Your task is to reproduce the entries below word for word.

─── Task input

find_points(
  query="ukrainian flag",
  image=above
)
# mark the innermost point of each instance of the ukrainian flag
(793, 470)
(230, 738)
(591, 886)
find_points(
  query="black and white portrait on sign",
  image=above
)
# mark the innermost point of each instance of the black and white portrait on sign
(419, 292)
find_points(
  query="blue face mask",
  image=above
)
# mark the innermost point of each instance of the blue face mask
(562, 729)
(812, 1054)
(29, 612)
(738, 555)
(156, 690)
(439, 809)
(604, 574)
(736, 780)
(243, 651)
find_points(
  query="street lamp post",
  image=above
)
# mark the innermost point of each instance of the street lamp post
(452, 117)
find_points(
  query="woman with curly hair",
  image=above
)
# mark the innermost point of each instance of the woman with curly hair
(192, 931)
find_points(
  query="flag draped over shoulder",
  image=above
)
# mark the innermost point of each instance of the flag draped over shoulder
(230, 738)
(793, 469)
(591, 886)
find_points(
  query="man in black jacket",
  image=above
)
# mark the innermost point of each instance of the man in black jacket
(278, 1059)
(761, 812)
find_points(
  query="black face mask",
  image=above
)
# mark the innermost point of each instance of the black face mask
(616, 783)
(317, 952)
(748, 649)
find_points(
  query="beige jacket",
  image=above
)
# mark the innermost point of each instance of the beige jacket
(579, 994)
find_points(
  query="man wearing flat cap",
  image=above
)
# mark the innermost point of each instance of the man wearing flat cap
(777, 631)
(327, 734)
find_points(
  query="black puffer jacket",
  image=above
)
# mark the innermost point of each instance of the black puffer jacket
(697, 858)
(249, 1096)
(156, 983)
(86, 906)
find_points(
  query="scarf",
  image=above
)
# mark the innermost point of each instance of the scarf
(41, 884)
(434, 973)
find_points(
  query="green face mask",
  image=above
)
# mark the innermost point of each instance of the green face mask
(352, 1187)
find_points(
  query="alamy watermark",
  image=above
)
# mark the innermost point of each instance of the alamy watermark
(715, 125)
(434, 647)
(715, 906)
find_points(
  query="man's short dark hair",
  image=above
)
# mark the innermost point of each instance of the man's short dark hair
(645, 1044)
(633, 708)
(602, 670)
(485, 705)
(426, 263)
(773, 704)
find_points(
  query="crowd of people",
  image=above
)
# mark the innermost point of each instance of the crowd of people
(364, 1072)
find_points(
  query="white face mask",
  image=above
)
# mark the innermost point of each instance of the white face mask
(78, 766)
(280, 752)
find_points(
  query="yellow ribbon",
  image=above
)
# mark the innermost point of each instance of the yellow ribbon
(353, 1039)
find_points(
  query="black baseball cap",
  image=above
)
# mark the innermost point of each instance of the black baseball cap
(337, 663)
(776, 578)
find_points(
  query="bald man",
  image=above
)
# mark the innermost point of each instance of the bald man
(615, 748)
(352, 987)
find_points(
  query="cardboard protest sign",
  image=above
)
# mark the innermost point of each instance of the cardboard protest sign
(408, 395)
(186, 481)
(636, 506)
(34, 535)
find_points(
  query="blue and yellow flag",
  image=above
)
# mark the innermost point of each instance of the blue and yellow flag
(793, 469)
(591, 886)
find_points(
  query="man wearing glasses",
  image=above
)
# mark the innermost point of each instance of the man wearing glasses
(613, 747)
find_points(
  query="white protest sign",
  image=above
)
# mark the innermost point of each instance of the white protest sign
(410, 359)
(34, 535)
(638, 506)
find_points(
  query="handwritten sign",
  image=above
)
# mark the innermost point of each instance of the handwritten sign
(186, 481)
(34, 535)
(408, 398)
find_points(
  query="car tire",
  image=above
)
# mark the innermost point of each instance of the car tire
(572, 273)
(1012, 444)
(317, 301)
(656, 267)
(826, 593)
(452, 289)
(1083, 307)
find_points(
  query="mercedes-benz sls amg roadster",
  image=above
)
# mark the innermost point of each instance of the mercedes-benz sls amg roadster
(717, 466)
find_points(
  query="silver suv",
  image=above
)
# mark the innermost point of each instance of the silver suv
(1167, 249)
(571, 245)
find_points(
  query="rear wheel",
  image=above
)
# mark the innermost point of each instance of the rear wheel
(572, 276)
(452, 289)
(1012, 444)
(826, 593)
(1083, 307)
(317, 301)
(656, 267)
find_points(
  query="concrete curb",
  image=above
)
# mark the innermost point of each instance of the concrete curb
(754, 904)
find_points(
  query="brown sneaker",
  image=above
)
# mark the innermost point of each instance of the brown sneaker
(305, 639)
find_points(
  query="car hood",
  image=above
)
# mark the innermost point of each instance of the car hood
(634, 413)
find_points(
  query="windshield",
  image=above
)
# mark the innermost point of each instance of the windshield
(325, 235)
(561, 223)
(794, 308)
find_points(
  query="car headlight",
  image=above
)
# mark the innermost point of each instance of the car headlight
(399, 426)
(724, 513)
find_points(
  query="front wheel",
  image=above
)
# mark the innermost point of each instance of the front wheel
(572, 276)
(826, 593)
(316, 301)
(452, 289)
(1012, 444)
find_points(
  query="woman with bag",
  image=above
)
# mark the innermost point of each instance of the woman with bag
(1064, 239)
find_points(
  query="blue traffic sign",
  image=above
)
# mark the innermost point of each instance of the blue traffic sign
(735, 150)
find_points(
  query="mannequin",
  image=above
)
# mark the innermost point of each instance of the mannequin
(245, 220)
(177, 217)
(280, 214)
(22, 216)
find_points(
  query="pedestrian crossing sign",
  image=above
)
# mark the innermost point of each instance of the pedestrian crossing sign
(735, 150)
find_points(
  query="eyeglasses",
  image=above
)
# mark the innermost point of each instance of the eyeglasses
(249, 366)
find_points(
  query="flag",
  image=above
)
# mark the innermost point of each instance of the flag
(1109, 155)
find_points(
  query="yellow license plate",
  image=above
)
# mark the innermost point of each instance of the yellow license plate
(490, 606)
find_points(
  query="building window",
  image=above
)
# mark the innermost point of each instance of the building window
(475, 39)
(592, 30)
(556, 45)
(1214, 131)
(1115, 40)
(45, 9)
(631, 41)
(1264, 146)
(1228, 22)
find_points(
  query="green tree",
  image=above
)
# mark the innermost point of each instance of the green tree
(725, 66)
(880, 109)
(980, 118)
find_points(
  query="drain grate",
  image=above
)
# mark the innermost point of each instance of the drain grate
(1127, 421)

──────

## Result of the exercise
find_points(
  query="ukrainian flag",
  image=above
)
# mark the innermost point of each instance of the ukrainian flag
(793, 470)
(230, 738)
(591, 886)
find_points(
  query="black and white portrait on sign",
  image=above
)
# mark the innermost point of each instance of the black and white portrait on sign
(419, 292)
find_points(
  query="blue face mask",
  image=above
)
# mark the innermost point of each instance of the blue face mask
(562, 729)
(812, 1054)
(29, 612)
(738, 555)
(156, 690)
(439, 809)
(604, 574)
(736, 780)
(243, 651)
find_points(
  query="street lamp post",
  image=above
)
# mark the innermost point of each instance of the street lamp post
(452, 117)
find_points(
  query="woman with curly hair",
  image=above
)
# mark the innermost point of each instance of the woman with curly hair
(192, 931)
find_points(
  query="flag draped over shoulder",
  image=above
)
# mark the innermost point of each instance of the flag draped over shoulder
(230, 738)
(793, 469)
(591, 886)
find_points(
  query="man in black jacket",
  image=above
)
# mark the innermost point of each instance of the man in black jacket
(278, 1059)
(761, 812)
find_points(
  query="black face mask",
  image=above
)
# mark the innermost point of each instance of the black face mask
(616, 783)
(317, 952)
(748, 649)
find_points(
  query="beige jacket",
  image=above
)
# mark the innermost point of each instance of the beige jacket
(579, 994)
find_points(
  query="man wearing flat cap",
  image=above
)
# mark the innermost point of each instance of the man wearing flat cap
(777, 631)
(327, 734)
find_points(
  query="black puffer jacket",
  image=above
)
# mark the innermost point of each instance of the black puffer jacket
(697, 858)
(249, 1096)
(156, 983)
(86, 906)
find_points(
  query="scarf",
  image=above
)
# mark the innermost point of each instance of the scarf
(41, 884)
(434, 973)
find_points(
  query="green face mask",
  image=above
)
# mark the innermost point of each instance of the green face mask
(352, 1187)
find_points(
  query="alamy watermark",
  image=above
)
# mark the innermost point of each instance of the alamy watermark
(715, 125)
(434, 647)
(715, 906)
find_points(
  query="man's short dark hair",
  image=above
)
# mark the innermost point of each instance of the man's short dark hair
(645, 1044)
(633, 708)
(602, 670)
(485, 705)
(426, 263)
(773, 704)
find_points(
  query="crowd of people",
  image=above
)
# mark the innermost point of each instance of the crowd of people
(364, 1072)
find_points(
  query="white face mask",
  image=above
)
# mark the innermost point of each instance of the white face mask
(78, 766)
(280, 752)
find_points(
  query="yellow ribbon",
  image=above
)
# mark the innermost point of each instance of the yellow ribbon
(353, 1039)
find_points(
  query="black baseball cap",
  image=above
)
# mark the innermost point of each instance of the black baseball cap
(337, 663)
(776, 578)
find_points(
  query="bald man",
  image=above
)
# mark the innermost point of each instance of the bald man
(615, 748)
(352, 987)
find_points(
  query="cardboard protest sign",
  image=above
)
# mark the innermost point of each instance of the cardboard protest sign
(408, 395)
(186, 481)
(636, 506)
(34, 535)
find_points(
  query="blue and yellow flag",
  image=above
)
# mark the innermost point of each instance of the blue and yellow flag
(793, 469)
(591, 886)
find_points(
  query="man wearing glasses",
  image=above
)
# mark the innermost point of each instance of the man wearing glasses
(613, 747)
find_points(
  query="white protest sign",
  image=above
)
# mark the innermost point of each instance of the white protest sign
(410, 359)
(34, 535)
(638, 506)
find_points(
  query="handwritten sign",
  image=above
)
# mark the innermost point of each instance of the handwritten sign
(186, 481)
(34, 535)
(408, 398)
find_points(
  query="car tire",
  image=above
)
# mark the innermost point of each instance of the car tire
(572, 273)
(1012, 444)
(317, 301)
(656, 267)
(826, 593)
(452, 289)
(1083, 307)
find_points(
  query="mercedes-benz sls amg roadster",
  image=above
)
# mark the innermost point of each instance of the mercedes-benz sls amg roadster
(717, 466)
find_points(
  query="silver suv",
  image=above
)
# mark the innermost point of each instance of the silver suv
(1167, 249)
(571, 245)
find_points(
  query="rear wheel",
  image=above
)
# mark the innermost point of each instance of the rear wheel
(572, 276)
(452, 289)
(1012, 444)
(826, 593)
(1083, 307)
(317, 301)
(656, 267)
find_points(
  query="concrete curb",
  image=above
)
# mark the innermost point of each instance of the concrete curb
(754, 904)
find_points(
  query="brown sneaker",
  image=above
)
# mark the innermost point of each instance of the brown sneaker
(305, 639)
find_points(
  query="car hood",
  image=above
)
# mark the innermost point of each instance of the car hood
(634, 413)
find_points(
  query="windshield",
  image=above
)
# mark the innermost point of each instance of the windshield
(325, 235)
(561, 223)
(794, 308)
find_points(
  query="car headlight",
  image=above
)
# mark the innermost point of each instance of the car headlight
(399, 426)
(724, 513)
find_points(
  query="front wheel",
  image=above
)
# mark the innermost point of each instance of the front wheel
(572, 276)
(826, 593)
(316, 301)
(452, 289)
(1012, 444)
find_points(
  query="woman with bag",
  image=above
)
# mark the innermost point of each instance of the woman with bag
(1064, 239)
find_points(
  query="blue traffic sign",
  image=above
)
# mark the innermost point of each instance of the blue traffic sign
(735, 150)
find_points(
  query="mannequin",
  image=above
)
# mark the innermost point of each instance of the mannequin
(245, 220)
(177, 217)
(280, 214)
(22, 216)
find_points(
  query="pedestrian crossing sign",
  image=above
)
# mark the innermost point of each instance of the pedestrian crossing sign
(735, 150)
find_points(
  query="eyeglasses",
  image=above
)
# mark the innermost point of each instance of the eyeglasses
(249, 366)
find_points(
  query="flag",
  image=above
)
# mark the innermost point of each instance of the flag
(1109, 155)
find_points(
  query="yellow license plate",
  image=above
)
# mark the innermost point of each instance of the yellow license plate
(490, 606)
find_points(
  query="building window",
  image=above
)
# mark the innermost point of each instance of the building window
(475, 39)
(592, 30)
(556, 45)
(1214, 131)
(1115, 40)
(45, 9)
(631, 41)
(1264, 146)
(1228, 22)
find_points(
  query="green tree",
  image=above
)
# mark the innermost point of each instance of the green tree
(725, 66)
(880, 109)
(980, 118)
find_points(
  query="drain grate",
  image=above
)
# mark the innermost point of each instance of the drain grate
(1127, 421)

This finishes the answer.